Problem statement - Return the following from the records below: each line, word for word, starting with the line that contains "For every instance of the asphalt road, set" and going on through the line that contains "For every instance of the grassy", with nothing outside that range.

[Task material — start]

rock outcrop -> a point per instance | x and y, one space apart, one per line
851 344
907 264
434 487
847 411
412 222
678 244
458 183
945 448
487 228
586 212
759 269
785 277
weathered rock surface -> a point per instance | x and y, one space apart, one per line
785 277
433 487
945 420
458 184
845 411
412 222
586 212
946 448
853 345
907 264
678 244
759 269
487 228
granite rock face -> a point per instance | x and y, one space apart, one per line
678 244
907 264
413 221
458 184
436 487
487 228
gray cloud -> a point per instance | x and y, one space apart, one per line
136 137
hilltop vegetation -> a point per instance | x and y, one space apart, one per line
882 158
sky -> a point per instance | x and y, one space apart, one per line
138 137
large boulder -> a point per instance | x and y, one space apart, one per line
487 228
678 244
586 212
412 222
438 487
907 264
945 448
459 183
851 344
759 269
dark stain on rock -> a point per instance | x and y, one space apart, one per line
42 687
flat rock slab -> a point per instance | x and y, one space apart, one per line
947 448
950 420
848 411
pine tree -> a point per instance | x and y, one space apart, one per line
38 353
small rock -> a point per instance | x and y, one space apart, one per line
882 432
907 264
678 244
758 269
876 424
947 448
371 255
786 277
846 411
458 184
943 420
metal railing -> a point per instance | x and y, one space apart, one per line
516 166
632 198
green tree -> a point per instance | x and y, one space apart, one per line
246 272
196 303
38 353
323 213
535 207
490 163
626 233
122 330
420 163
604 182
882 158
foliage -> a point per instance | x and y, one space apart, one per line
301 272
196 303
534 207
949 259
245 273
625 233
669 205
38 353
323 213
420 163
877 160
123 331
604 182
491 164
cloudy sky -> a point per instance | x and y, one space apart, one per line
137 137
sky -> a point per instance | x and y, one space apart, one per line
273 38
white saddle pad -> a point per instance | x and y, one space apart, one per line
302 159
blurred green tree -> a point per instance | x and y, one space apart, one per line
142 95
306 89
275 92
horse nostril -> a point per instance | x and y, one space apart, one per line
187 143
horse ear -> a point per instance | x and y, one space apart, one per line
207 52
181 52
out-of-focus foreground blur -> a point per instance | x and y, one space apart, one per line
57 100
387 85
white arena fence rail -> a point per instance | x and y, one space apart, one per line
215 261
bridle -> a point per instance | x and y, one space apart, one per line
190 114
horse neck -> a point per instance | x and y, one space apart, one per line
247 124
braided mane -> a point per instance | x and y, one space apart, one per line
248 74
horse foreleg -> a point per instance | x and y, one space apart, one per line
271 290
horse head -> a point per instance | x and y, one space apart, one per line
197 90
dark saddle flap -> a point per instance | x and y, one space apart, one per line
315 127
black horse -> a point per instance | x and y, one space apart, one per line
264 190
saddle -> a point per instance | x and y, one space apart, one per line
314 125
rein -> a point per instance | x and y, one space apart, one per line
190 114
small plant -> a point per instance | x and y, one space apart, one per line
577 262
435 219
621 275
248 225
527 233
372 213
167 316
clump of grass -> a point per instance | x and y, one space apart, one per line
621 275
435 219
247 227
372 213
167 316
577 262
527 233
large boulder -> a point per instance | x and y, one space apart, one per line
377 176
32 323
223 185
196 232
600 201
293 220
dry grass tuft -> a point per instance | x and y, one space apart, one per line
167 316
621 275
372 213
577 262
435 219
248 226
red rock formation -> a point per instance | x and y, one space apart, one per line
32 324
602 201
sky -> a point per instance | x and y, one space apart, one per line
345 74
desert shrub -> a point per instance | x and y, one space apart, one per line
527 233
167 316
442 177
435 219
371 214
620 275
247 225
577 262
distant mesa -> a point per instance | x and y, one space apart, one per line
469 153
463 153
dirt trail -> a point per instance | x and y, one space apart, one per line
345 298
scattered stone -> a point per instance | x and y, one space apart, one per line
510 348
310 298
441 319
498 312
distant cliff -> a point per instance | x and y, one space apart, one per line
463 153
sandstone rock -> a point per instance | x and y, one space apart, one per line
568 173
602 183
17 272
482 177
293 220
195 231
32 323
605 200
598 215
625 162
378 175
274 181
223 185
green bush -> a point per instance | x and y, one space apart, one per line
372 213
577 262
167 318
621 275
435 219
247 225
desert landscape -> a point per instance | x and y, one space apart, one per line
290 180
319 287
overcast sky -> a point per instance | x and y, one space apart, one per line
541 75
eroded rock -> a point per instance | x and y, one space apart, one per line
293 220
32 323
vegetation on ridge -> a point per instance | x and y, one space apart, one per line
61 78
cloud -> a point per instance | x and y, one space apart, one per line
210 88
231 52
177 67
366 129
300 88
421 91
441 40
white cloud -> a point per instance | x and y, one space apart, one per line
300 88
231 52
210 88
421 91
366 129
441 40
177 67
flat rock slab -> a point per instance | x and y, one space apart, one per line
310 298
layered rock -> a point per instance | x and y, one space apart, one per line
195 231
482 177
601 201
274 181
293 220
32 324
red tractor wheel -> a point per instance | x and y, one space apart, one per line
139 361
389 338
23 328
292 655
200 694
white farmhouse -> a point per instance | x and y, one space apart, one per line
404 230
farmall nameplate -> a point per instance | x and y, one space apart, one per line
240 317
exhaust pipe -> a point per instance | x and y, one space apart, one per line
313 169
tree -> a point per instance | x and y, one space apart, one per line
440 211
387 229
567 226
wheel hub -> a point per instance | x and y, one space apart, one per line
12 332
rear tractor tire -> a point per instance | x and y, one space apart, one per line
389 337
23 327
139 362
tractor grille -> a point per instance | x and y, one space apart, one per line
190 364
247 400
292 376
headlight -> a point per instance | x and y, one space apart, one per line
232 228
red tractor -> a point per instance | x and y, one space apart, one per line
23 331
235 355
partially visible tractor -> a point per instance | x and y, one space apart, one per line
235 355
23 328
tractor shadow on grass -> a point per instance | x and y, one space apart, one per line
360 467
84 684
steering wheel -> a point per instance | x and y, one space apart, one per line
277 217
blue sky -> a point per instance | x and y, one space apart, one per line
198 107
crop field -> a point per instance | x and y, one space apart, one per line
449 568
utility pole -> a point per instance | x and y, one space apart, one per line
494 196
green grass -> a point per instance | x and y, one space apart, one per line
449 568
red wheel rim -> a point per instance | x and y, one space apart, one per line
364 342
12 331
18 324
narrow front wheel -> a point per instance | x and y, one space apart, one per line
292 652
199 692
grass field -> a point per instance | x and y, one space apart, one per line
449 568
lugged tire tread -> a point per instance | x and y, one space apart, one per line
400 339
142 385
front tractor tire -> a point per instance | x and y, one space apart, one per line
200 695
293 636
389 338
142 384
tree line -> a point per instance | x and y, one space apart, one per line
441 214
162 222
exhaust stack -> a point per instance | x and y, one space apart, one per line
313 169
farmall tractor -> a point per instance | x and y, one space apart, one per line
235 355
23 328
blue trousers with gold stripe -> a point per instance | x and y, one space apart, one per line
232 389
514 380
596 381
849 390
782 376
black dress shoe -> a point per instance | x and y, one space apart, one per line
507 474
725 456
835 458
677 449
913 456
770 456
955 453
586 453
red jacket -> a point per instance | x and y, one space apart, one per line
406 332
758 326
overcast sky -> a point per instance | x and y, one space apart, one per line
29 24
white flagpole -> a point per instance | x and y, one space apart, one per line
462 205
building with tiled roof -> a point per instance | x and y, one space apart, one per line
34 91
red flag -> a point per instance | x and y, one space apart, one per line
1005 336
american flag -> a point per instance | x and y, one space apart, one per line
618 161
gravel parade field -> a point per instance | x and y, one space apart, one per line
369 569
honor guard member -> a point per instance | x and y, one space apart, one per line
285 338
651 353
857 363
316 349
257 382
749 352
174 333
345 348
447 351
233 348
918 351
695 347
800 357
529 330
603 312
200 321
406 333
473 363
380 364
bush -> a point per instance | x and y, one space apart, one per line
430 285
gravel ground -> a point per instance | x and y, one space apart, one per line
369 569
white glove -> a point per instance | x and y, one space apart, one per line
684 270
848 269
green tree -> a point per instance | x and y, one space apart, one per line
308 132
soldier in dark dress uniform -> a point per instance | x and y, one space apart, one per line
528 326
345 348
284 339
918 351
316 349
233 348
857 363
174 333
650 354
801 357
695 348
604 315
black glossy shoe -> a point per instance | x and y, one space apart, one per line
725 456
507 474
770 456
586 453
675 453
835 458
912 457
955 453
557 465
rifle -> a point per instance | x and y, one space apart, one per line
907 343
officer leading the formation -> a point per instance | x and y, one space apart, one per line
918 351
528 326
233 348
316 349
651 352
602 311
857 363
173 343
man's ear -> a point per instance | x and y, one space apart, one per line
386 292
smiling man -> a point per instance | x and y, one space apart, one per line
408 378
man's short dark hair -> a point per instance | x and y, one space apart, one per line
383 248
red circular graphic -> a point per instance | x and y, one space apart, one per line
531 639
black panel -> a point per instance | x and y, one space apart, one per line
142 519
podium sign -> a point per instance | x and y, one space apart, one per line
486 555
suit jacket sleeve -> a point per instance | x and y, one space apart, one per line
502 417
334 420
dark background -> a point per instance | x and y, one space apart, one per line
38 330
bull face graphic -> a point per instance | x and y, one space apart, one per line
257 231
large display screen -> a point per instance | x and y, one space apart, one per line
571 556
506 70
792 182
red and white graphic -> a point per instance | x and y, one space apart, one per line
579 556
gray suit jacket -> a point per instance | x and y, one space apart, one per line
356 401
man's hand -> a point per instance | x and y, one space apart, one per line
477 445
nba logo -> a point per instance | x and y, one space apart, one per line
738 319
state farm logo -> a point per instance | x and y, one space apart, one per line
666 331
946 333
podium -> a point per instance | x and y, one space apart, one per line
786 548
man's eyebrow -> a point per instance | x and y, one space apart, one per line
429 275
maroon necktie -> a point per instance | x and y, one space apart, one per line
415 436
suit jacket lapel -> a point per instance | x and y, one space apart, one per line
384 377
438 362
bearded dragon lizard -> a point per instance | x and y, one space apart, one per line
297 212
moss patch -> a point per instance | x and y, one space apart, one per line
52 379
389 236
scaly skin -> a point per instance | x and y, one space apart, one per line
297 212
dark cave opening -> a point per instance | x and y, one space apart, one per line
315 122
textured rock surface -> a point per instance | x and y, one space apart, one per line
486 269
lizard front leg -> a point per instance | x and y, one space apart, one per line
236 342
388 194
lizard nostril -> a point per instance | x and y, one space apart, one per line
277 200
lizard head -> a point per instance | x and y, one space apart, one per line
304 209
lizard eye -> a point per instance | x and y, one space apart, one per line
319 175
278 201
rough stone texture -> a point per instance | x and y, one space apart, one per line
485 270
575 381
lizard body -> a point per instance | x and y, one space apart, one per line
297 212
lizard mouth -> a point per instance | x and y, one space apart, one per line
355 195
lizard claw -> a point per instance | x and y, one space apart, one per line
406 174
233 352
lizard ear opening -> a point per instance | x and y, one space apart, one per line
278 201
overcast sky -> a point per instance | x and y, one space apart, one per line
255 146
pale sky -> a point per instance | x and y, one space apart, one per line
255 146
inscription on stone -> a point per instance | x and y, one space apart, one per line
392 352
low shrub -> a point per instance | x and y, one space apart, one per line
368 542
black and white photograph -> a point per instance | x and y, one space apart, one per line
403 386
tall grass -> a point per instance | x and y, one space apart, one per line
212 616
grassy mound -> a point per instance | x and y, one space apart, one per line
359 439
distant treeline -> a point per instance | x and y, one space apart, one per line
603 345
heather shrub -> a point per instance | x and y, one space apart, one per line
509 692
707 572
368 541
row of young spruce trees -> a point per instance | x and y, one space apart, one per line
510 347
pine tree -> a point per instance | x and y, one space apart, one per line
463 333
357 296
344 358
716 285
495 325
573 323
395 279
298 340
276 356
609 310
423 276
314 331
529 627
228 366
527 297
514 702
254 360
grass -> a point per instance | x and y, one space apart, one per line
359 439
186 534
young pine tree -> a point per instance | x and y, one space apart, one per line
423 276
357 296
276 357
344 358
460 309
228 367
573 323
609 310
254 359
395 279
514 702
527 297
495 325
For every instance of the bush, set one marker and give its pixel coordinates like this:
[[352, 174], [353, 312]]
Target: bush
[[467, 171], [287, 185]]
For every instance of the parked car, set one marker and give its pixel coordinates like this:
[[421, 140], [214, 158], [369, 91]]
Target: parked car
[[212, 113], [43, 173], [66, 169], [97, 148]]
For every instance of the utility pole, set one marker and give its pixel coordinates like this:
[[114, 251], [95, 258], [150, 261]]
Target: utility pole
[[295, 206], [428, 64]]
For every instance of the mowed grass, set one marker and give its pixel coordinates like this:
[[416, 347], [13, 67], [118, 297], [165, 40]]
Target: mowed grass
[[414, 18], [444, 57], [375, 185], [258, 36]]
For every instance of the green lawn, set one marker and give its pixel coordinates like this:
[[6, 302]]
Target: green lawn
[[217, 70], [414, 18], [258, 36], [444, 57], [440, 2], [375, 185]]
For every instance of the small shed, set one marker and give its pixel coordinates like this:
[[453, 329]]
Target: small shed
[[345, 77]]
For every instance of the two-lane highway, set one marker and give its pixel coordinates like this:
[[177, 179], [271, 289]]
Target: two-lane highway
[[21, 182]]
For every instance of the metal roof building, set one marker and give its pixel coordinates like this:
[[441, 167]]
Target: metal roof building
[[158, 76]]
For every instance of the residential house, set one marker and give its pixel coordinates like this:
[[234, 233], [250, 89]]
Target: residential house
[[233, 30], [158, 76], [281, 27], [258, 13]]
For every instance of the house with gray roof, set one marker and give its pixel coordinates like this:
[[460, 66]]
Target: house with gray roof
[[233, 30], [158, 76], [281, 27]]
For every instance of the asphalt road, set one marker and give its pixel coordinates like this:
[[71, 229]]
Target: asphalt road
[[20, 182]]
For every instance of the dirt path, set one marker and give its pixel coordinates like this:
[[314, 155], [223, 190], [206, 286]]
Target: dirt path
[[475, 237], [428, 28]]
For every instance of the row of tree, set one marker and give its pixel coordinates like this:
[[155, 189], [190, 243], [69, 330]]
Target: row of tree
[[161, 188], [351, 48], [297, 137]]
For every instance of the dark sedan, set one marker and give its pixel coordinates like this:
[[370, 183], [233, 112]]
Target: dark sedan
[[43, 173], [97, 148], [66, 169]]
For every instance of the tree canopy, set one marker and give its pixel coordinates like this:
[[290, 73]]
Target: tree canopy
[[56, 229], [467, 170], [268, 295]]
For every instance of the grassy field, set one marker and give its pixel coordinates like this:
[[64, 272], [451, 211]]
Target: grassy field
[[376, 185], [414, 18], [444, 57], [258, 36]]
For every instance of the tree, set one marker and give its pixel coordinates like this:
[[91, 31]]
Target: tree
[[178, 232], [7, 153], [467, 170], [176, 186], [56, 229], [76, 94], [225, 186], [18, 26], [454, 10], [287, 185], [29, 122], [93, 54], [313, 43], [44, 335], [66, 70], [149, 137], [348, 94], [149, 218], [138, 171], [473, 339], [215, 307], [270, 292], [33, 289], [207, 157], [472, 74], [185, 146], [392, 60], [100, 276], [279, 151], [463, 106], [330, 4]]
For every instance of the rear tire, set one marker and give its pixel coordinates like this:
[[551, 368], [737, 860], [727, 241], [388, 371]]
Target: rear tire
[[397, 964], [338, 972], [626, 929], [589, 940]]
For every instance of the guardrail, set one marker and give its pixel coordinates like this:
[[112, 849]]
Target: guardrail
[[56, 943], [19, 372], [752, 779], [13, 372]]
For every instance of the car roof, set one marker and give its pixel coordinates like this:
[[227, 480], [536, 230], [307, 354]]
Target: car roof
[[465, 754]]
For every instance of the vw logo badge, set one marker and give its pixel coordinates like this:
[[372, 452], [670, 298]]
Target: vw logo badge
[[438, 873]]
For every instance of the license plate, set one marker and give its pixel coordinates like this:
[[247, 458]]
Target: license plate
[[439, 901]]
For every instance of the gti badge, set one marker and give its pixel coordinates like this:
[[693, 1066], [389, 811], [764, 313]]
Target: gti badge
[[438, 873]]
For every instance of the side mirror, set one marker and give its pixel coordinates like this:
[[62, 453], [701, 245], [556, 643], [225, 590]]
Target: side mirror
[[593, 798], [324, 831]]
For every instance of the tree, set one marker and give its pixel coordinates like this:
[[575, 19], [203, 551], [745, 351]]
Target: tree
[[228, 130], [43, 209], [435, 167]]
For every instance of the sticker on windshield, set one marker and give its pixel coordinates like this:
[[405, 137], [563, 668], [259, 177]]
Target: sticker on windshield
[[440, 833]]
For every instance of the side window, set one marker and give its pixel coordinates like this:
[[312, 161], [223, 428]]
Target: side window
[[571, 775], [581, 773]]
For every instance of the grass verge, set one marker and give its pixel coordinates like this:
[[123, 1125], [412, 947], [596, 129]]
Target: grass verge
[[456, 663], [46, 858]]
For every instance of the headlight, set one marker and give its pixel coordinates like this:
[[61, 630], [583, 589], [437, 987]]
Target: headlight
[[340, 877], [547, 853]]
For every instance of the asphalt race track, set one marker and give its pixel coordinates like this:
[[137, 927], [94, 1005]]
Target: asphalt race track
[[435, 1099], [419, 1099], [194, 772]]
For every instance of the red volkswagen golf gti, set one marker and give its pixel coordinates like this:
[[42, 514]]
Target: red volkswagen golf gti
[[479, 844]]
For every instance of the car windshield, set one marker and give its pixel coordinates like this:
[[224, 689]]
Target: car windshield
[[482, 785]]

[Task material — finish]

Result of this exercise -
For every instance of the asphalt road, set one marker and give its pixel coordinates like this:
[[71, 229]]
Target: asphalt road
[[20, 182]]
For every instance of the dirt path, set one marker and give its pixel coordinates like this:
[[314, 155], [223, 190], [206, 286]]
Target: dirt path
[[475, 237], [428, 28]]
For every instance of the row of tree, set one marker and give its pixel coordinates like this:
[[155, 189], [190, 243], [69, 330]]
Target: row of tree
[[161, 188], [351, 48], [297, 137]]
For every instance of the dark sedan, set one marker and give its pixel coordinates like this:
[[370, 183], [233, 112]]
Target: dark sedan
[[43, 173], [97, 148], [66, 169]]
For every instance of the tree canopy, set one marker and give its pixel coordinates like this:
[[290, 73]]
Target: tree canopy
[[56, 229], [467, 170], [268, 295]]
For every instance of the grassy field, set one marker and give its pixel coordinates like this:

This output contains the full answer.